_PASSAGE PROVIDED_:
* * *

## Import necessary libraries and define utility functions.
1. Exploring bootstrap-static Endpoint: Fetch general game and player data.
2. Exploring Player-Specific Data: Use element-summary endpoint to get detailed player stats.
3. Exploring Fixture Data: Use the fixtures endpoint to get fixture information.
4. Exploring Gameweek Data: Fetch live gameweek data for specific gameweeks.
5. Exploring League Data: Fetch standings from a sample league.
6. Summary and Next Steps: Summarize findings and outline next steps for analysis.

In [1]:
# Dependencies
import requests
import pandas as pd

In [2]:
# Function to fetch data from an endpoint
def fetch_data(url):
    response = requests.get(url)
    if response.status_code == 200:
        return response.json()

* * *

_SUPPLIED INFORMATION_:
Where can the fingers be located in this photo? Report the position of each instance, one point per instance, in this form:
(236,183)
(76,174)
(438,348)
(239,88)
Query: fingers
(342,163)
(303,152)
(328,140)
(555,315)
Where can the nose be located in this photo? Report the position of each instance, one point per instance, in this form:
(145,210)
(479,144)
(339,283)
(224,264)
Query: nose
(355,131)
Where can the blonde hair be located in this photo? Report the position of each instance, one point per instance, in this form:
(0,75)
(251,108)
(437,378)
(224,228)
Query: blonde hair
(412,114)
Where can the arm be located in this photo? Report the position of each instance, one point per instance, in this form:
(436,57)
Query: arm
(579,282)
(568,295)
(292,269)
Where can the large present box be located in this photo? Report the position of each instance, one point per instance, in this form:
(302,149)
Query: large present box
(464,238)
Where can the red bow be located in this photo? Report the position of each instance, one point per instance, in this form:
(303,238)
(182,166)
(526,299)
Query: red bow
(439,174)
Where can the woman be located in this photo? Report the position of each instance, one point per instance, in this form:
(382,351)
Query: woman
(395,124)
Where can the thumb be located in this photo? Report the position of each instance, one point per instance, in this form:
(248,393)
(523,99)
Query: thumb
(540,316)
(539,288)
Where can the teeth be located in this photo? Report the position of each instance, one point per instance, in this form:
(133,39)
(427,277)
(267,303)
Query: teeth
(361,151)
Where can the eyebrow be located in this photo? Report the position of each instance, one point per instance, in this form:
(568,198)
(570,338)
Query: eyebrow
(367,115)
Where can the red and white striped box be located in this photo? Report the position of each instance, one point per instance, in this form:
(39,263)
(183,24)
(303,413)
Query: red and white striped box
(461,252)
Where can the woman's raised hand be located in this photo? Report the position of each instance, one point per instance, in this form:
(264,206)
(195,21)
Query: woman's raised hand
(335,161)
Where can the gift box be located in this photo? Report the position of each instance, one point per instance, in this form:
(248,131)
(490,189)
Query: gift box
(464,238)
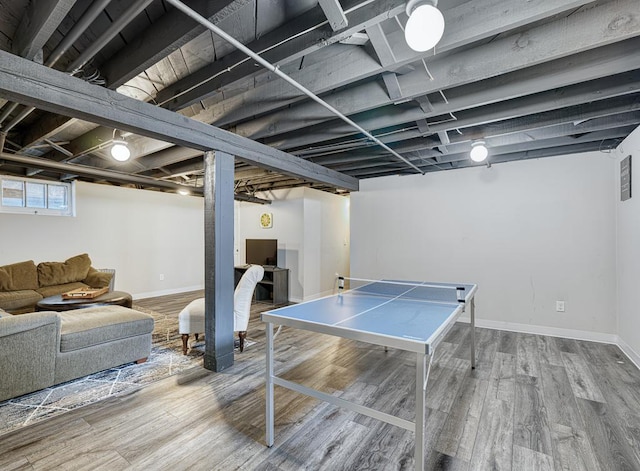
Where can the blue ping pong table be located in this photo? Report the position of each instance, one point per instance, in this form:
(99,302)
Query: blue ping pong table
(411,316)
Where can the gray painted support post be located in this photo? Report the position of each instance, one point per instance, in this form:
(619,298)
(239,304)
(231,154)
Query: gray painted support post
(218,259)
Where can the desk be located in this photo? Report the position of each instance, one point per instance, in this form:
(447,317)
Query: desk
(411,316)
(274,286)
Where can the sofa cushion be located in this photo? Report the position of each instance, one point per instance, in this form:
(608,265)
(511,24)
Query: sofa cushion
(15,300)
(18,276)
(97,279)
(87,327)
(59,289)
(58,273)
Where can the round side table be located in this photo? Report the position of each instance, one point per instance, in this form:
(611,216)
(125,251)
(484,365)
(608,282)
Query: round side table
(56,303)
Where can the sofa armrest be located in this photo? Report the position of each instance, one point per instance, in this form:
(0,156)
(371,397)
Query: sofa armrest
(28,346)
(21,323)
(113,276)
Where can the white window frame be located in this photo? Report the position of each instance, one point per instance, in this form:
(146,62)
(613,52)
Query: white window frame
(29,208)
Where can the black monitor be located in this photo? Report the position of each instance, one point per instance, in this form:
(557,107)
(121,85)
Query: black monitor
(262,252)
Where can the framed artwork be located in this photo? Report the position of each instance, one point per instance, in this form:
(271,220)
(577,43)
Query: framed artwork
(625,178)
(266,220)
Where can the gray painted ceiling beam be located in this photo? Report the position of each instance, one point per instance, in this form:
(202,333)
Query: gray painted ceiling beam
(464,160)
(334,13)
(169,33)
(288,43)
(589,65)
(286,52)
(541,45)
(545,43)
(381,45)
(40,20)
(166,35)
(465,25)
(34,85)
(547,127)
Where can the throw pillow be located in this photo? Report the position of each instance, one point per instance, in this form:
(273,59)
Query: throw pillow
(18,276)
(58,273)
(97,279)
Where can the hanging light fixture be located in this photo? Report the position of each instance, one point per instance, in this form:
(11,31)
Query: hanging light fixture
(479,151)
(425,26)
(119,148)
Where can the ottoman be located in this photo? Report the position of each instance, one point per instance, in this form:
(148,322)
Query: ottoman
(102,337)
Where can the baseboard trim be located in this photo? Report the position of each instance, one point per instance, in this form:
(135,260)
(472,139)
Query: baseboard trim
(544,330)
(153,294)
(614,339)
(630,352)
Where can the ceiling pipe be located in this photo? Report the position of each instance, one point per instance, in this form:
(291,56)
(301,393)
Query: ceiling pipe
(276,70)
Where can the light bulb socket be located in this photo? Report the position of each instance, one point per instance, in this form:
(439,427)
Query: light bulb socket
(120,150)
(413,4)
(425,26)
(479,151)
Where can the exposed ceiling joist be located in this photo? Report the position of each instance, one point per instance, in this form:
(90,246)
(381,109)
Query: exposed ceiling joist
(34,85)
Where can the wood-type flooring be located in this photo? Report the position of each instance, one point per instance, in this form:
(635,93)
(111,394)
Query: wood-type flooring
(533,403)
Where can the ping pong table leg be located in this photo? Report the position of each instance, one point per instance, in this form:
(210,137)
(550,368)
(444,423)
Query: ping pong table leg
(473,333)
(423,365)
(269,385)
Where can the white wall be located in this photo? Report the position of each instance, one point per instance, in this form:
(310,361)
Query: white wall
(141,234)
(628,253)
(312,229)
(528,233)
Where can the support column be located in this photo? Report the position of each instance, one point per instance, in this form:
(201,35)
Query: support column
(218,260)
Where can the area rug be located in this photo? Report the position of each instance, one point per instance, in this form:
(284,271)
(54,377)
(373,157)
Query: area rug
(166,359)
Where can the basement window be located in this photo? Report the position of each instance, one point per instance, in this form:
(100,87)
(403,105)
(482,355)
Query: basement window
(30,196)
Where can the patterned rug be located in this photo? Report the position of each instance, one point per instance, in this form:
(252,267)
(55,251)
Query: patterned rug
(166,359)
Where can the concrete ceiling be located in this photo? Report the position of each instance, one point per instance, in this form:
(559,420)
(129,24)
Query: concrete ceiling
(532,79)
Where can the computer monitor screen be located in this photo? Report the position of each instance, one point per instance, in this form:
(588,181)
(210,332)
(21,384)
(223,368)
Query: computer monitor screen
(262,252)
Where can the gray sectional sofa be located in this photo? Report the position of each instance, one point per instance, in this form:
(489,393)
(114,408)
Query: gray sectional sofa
(41,349)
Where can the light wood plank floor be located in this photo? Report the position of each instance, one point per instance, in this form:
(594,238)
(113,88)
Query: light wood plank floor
(533,403)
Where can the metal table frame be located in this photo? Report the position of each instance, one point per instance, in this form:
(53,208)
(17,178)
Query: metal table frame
(423,350)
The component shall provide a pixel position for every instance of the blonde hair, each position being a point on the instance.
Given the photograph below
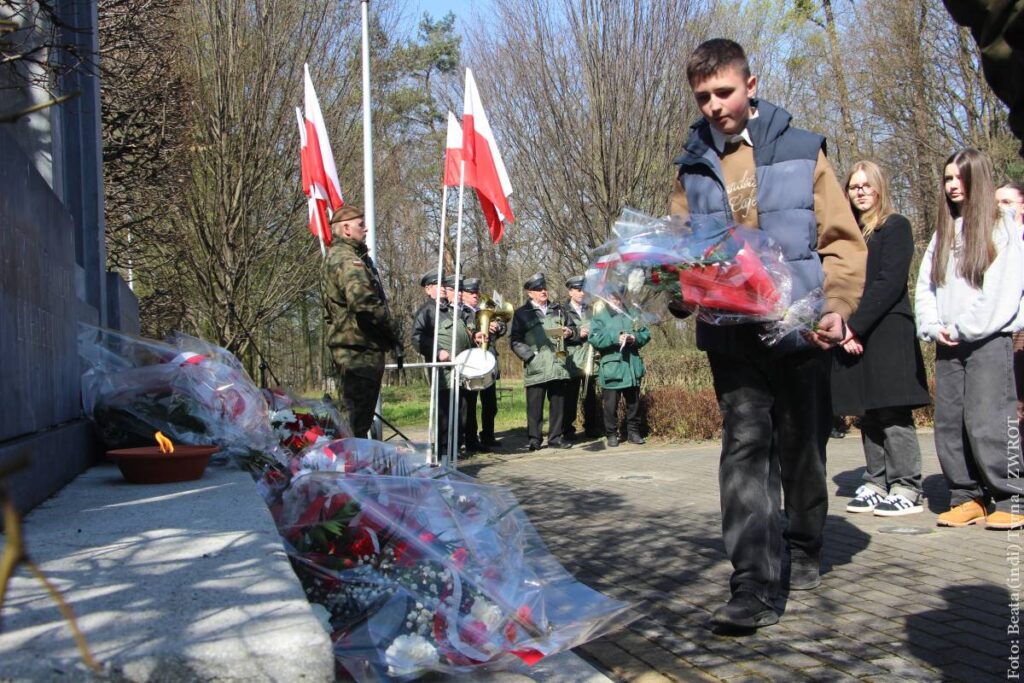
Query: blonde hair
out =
(873, 217)
(980, 214)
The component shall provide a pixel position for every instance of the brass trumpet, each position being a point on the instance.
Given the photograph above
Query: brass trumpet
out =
(489, 310)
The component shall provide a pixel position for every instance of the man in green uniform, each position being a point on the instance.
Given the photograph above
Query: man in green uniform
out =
(540, 329)
(620, 337)
(359, 329)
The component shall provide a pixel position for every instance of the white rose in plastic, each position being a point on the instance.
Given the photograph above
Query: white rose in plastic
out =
(636, 280)
(486, 612)
(409, 654)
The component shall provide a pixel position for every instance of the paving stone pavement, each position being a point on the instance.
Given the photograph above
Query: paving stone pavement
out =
(900, 599)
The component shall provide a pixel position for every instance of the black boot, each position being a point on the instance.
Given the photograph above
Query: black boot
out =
(743, 610)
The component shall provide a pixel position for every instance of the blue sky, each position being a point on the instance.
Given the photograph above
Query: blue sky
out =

* * *

_YOUR OBJECTIVE_: Resume the walkthrough on exploring the game and player data endpoints, starting right after its last line.

_EXERCISE RESULT_:
    else:
        print(f"Failed to retrieve data. Status code: {response.status_code}")
        return None

# Base URLs for different endpoints
base_url = 'https://fantasy.premierleague.com/api/'

In [3]:
# Exploring bootstrap-static Endpoint
# Fetch data from bootstrap-static endpoint
bootstrap_url = base_url + 'bootstrap-static/'
bootstrap_data = fetch_data(bootstrap_url)

if bootstrap_data:
    # Display keys in the bootstrap data
    print("Keys in bootstrap data:", bootstrap_data.keys())

    # Explore player data
    players_df = pd.DataFrame(bootstrap_data['elements'])
    #print(players_df.head())
    print("-----")
    print(players_df.columns)

Keys in bootstrap data: dict_keys(['events', 'game_settings', 'phases', 'teams', 'total_players', 'elements', 'element_stats', 'element_types'])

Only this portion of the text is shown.